▶ _Texto del ejercicio_:
______

Se respira mucha sensiblería en el ambiente. Un deje pueril e insustancial que flota en este aire insano. La concentración de sentimentalismo por metro cuadrado supera los mínimos permitidos y vamos a sufrir un síncope con tanta ñoñería. Y lo peor de todo es que muchos han hecho de esto su santo y seña.
La supuesta cultura parece un nido de abuelas que se dedican a babear a costa de su pueblo natal (cuando hace más de treinta años que se fueron de allí echando pestes) o una tierna infancia (Todo tiempo pasado fue mejor a pesar del frío negro y una dieta a base de gachas). Los gurús saben qué discurso vender a unos ignorantes que, instalados en su diván, se llenan de miserias ajenas con las que idealizar su propia existencia.
Cadenas radiofónicas, teatros, salas de conciertos, cines y bibliotecas. Agitadores al margen, todo está en manos de corrillos de beatas que, disfrazadas de asistentes sociales, dedican sus esfuerzos a la solidaridad y el buenismo mientras reparten demagogia y parasitan mis impuestos.
Los carnés de afiliado, además de cartillas de racionamiento, se parecen a esos libritos de oraciones que antaño recogían plegarias con las que alcanzar la gloria divina a base de repetir los mantras que Risto Mejide, El Wyoming y Roy Galán nos dictan desde sus púlpitos de mamporreros sagrados. Si Gandhi bajara del Swarga, no habría trimurti que lo salvara.
Dicen que los demás huelen a rancios y casposos, pero ellos se pasan de mojigatos, victimistas y compasivos. Nos llaman pecadores, y hasta inhumanos, pero me gustaría saber la de ríos de mierda que corren por sus venas. De este modo, impiden que el populacho, la gente de a pie, escudriñe territorios que también tienen mucho que decir, que nos hablan de otras maneras. Sin condescendencia, sin maternalismo, sin suavidad. Han conseguido reducir tanto nuestra capacidad para observar el mundo, que la curiosidad está rendida ante una verdad cada vez más empobrecida.

______

▶ _Listado de datos_:
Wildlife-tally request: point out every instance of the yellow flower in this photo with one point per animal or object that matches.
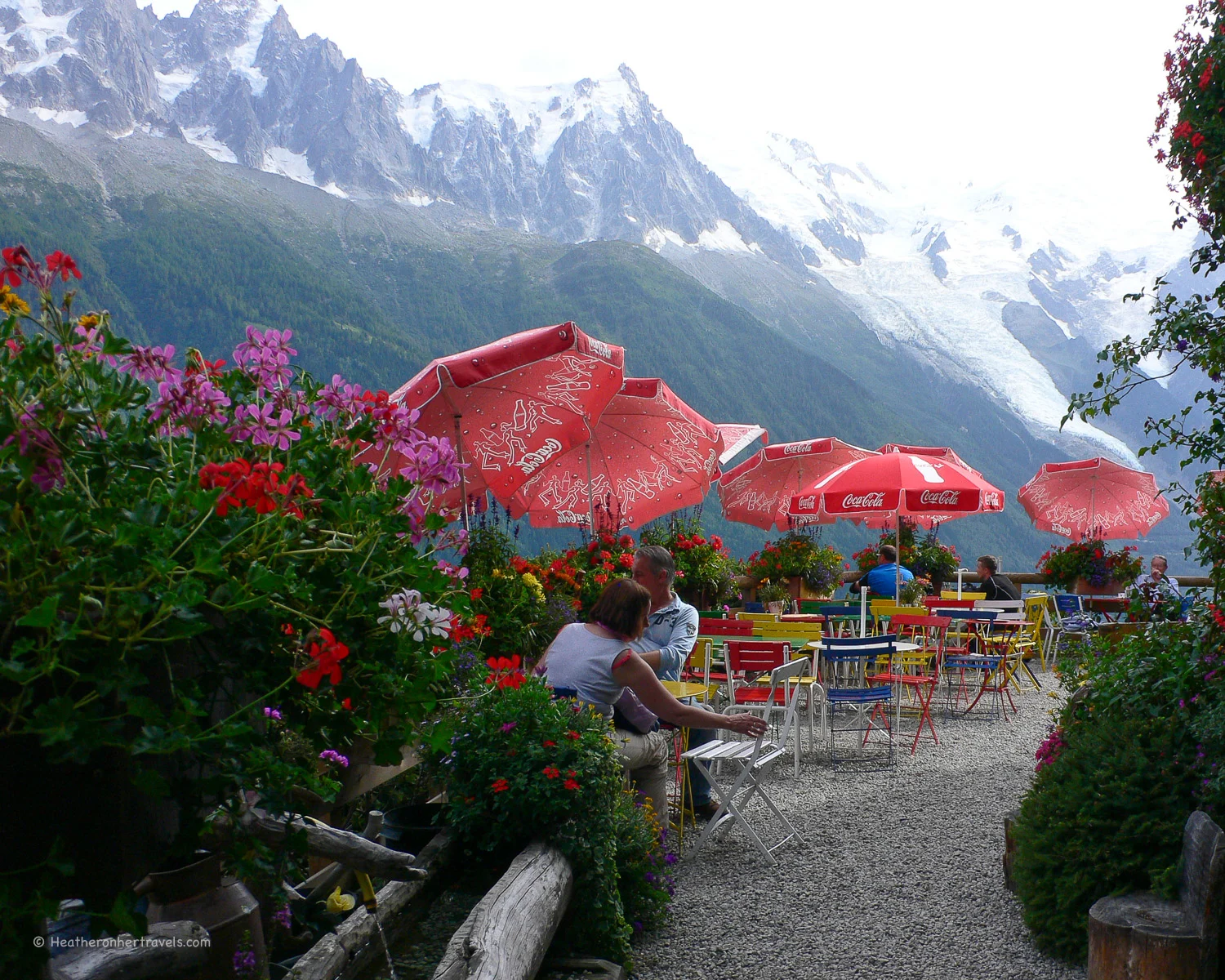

______

▶ _Tarea propuesta_: Reproduce sin cambios el fragmento del texto sobre la sensiblería que va desde "Se respira mucha" hasta "su propia existencia.", ambos incluidos.

▶ _La respuesta_:
Se respira mucha sensiblería en el ambiente. Un deje pueril e insustancial que flota en este aire insano. La concentración de sentimentalismo por metro cuadrado supera los mínimos permitidos y vamos a sufrir un síncope con tanta ñoñería. Y lo peor de todo es que muchos han hecho de esto su santo y seña.
La supuesta cultura parece un nido de abuelas que se dedican a babear a costa de su pueblo natal (cuando hace más de treinta años que se fueron de allí echando pestes) o una tierna infancia (Todo tiempo pasado fue mejor a pesar del frío negro y una dieta a base de gachas). Los gurús saben qué discurso vender a unos ignorantes que, instalados en su diván, se llenan de miserias ajenas con las que idealizar su propia existencia.